§ COMPITI RICHIESTI
**A.** Elenca tutte le persone citate per nome nel testo su Carlo Gambirasio, compreso lo stesso artista.
**B.** Riprendi il testo su Carlo Gambirasio dal punto in cui si interrompe e proseguilo.

§ ESTRATTO DELLA FONTE
######

Nato nel 1994, la sua estetica si fa affettuosa e tattile come quella degli artisti suoi coetanei. In lui non vi è un ritorno verso le famose macchine celibi, non è presente, nel suo fare, la carica dissipatoria di Marcel Duchamp e neppure l’universo nichilistico e masturbatorio di Jean Tinguely. Il rapporto con la tecnologia è oggi intimo e personale, le “creature elettroniche” divengono compagni di cui prendersi cura, con cui giocare o essere seri. Il prodotto finale del suo creare nasce da pezzi di recupero e dalla competenza nell’assemblare cavi e circuiti stampati. Le opere sono fatte a mano, in prima persona, appaiono nella forma dell’oggetto in movimento ma prendono vita solo attraverso inattese esigenze spaziali e relazionali. Non sono sole, necessitano dell’interazione umana per essere, per produrre senso e stupore. Si interrogano sul significato delle nostre azioni, sulla natura stessa delle immagini e su come la percezione possa essere ingannevole, manipolata e relativa. Gambirasio non produce però dei semplici oggetti, le sue realizzazioni sono strumenti atti a comunicare un preciso concetto. La sua ricerca vuole essere quasi pedagogica, lo scopo è quello di informare facendo arte. In lui l’evoluzione che conduce dall’oggetto al comportamento si fa completa. Non più feticci da esporre ma concetti da vivere e agire.
La mostra Bodylight n°1 riunisce e sintetizza l’arte di Carlo. Varcata la soglia del project space Porto dell’Arte, realtà abitativa ed espositiva allo stesso tempo, ci si trova di fronte a una vasca piena di palline. Per mettersi in relazione con l’opera è necessario effettuare un ludico rito di passaggio, attraversare acque tonde e colorate per rinascere a nuova vita, per abbandonare il mondo di tutti i giorni ed entrare nello spazio della riflessione, dello stupore e del divertimento. Grazie a quello che Fabriano Fabbri definirebbe uno strumento “anti-verduroide”, veniamo distolti dall’ ipnotica routine tecnologica delle nostre vite e posti in un atteggiamento di attenzione, occupiamo il ruolo dell’artista divenendo attori di una performance. In formula: non siamo più apatici come delle rape. Solcato il nostro mare ai tempi dell’Ikea, sorridiamo, condividiamo l’attività insolita con chi ci sta intorno e siamo ben disposti a procedere nella nostra esperienza. Davanti a noi un piedistallo, al suo interno della sabbia non permette di vedere cosa si cela al di sotto. Siamo invitati a premere su di essa. All’improvviso il buio nella stanza e un potente fascio luminoso sgorga dal piedistallo. Quella luce ha però qualcosa di particolare, è calda e tattile, ricorda il colore della nostra pelle. La sabbia ha vietato ai fotoni di fuggire liberi costringendoli ad attraversare la nostra mano prima di invadere l’ambiente. L’esperienza personale si fa collettiva, immergiamo le persone presenti a Porto dell’Arte nel nostro corpo espanso. Un piccolo e rudimentale marchingegno ha reso il personale collettivo, ha diffuso nello spazio il nostro corpo virtuale, ci ha resi dispositivi wireless. La privacy è negata in un solo secondo attraverso una modalità così invasiva e potente da rendere banale ogni social network. La nostra mano si fa ottica e filtro di un dispositivo per la visione, concentra l’attenzione su una delle tematiche principali del fare di Carlo Gambirasio.

######

§ MATERIALE FORNITO
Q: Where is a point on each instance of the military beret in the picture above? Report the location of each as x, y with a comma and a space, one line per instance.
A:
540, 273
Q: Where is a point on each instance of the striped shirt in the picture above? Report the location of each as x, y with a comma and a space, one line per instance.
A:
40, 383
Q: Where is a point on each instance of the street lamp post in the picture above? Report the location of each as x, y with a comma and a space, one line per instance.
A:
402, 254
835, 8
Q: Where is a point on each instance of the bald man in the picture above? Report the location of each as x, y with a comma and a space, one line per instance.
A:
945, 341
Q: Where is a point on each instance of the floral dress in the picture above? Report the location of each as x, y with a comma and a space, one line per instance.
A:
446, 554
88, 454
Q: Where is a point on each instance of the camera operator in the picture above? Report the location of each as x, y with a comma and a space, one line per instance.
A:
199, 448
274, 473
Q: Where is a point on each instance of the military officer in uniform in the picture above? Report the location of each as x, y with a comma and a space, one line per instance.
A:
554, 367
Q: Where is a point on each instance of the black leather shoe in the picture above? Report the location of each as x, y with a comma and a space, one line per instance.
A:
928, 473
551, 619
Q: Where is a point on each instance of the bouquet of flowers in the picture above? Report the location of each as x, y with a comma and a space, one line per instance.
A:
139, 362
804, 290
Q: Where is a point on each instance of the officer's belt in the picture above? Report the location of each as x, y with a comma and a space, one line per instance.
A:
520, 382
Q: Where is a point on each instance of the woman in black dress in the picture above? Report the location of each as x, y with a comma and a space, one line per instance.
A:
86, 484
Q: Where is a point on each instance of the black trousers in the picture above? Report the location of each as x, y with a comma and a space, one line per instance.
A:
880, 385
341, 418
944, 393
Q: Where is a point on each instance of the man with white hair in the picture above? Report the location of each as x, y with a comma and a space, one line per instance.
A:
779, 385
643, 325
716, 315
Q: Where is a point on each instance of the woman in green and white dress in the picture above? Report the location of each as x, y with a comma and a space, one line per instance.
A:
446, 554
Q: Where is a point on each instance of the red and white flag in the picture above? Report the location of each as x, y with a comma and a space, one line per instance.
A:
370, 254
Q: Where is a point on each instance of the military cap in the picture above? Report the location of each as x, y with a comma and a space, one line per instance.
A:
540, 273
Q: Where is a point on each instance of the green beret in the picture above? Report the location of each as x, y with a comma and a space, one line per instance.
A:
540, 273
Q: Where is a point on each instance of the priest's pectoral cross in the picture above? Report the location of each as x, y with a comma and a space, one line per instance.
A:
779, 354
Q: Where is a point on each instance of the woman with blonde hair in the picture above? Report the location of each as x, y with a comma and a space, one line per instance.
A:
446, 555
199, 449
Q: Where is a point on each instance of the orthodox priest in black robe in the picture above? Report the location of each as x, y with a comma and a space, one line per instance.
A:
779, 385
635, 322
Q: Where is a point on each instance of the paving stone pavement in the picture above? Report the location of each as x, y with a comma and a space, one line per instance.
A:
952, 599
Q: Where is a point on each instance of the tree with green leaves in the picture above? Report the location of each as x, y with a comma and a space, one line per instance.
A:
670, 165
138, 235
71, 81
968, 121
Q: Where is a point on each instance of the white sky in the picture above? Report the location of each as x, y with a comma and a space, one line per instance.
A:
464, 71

######

§ RISPOSTE SCRITTE
**A.**
- Carlo Gambirasio
- Marcel Duchamp
- Jean Tinguely
- Fabriano Fabbri

**B.**
Il suo pensiero prende origine da un’attenta analisi della cultura visiva nella quale viviamo e pone l’attenzione sull’impossibilità di codificare attraverso un segnale finto, digitale, ogni tipo di rappresentazione sensibile. Il nostro mondo è pieno di immagini analogiche, prodotte attraverso un processo discreto che può essere semplificato ma mai riprodotto in forma identica. Il suono di uno Stradivari non può essere precisamente campionato, l’universo possiede un sorprendente potenziale che non può essere addomesticato. Dolce come un violino o violenta come la violazione della privacy, la possibilità dell’uomo di controllare la natura e i suoi simili non potrà mai farsi totale. Attraverso la mostra bolognese l’occhio fotografico si fa occhio culturale, pone delle domande e genera delle speranze, racconta il fare di un’artista che concentra la sua attività sulle produzioni di macchinari che si confessano inutili, servi di un pensiero che dona un senso alle loro potenzialità.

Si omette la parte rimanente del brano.